Repeat the entries starting with the line that contains "foliage with a bounding box for our records." and going on through the line that contains "[289,272,334,336]", with "examine" changed to "inspect" and nothing else altered.

## Record extracts
##########

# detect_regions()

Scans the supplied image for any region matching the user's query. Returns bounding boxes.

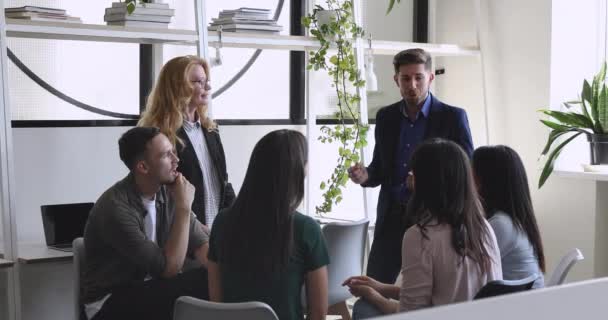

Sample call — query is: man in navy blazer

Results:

##########

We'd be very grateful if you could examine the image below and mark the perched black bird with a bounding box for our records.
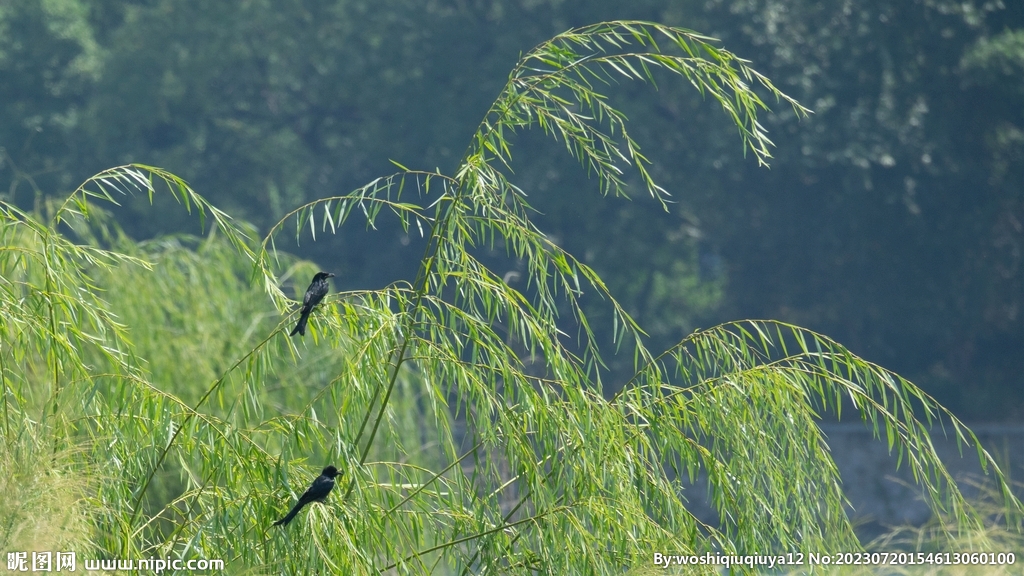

##########

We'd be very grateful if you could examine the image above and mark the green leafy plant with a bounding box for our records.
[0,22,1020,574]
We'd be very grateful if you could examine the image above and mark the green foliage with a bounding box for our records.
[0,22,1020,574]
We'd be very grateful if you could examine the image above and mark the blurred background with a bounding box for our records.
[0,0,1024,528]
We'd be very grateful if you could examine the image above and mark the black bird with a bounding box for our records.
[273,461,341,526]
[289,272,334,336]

##########

## Result for this task
We'd be very grateful if you could inspect the image above and mark the green foliage with a bounding box for our records.
[0,22,1020,574]
We'd be very grateful if you could inspect the image above and mark the blurred background with a bounding box for our records.
[0,0,1024,528]
We'd be very grateful if you could inspect the image above and mark the black bird with a bounding box for our records.
[273,461,341,526]
[289,272,334,336]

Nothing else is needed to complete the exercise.